▶ **EXERCISE TASKS**
A. Repeat everything in the MBA financing thread below from "Apologies for the" down to "offer other assistance?", word for word.
B. In the MBA financing thread, why does the first poster apologize for giving short responses?

It's good to talk it out here, I'll definitely look into some untapped money. I have contacts at TD and if they can't get me a good deal I might lean towards cashing out. Starting from scratch with no debt and an MBA ain't too bad.

Apologies for the short responses, I only have mobile right now and it's a pain to type.


----------



## humble_pie (Jun 7, 2009)

doesn't the school have a student counsellor you could go see? someone to point you towards the bursaries that surely exist & maybe offer other assistance?

re the debt upon graduation - assuming you did get a loan - the idea was to skate for 2 years on the interest-free loan meanwhile accumulating dividend & possibly other income in the TFSA - then use the TFSA to pay off the loan after graduation.

you'd still be debt-free after graduation. But you'd have 2 extra years of use of the TFSA income & returns.

i'm not surprised the TFSA has come up already in discussions that resonated with the faculty. Perhaps as part of the argument mention that one reason you would like to keep it because you are hoping to write at least one paper/case study based on its success.

▶ **GIVEN MATERIAL**
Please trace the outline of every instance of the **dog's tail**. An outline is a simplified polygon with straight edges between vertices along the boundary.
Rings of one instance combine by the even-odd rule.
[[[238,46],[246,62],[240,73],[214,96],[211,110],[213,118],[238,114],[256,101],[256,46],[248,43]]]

▶ **RESPONSES IN ORDER**
A.
Apologies for the short responses, I only have mobile right now and it's a pain to type.


----------



## humble_pie (Jun 7, 2009)

doesn't the school have a student counsellor you could go see? someone to point you towards the bursaries that surely exist & maybe offer other assistance?

B. The poster only has mobile access at the moment and finds typing on it a pain.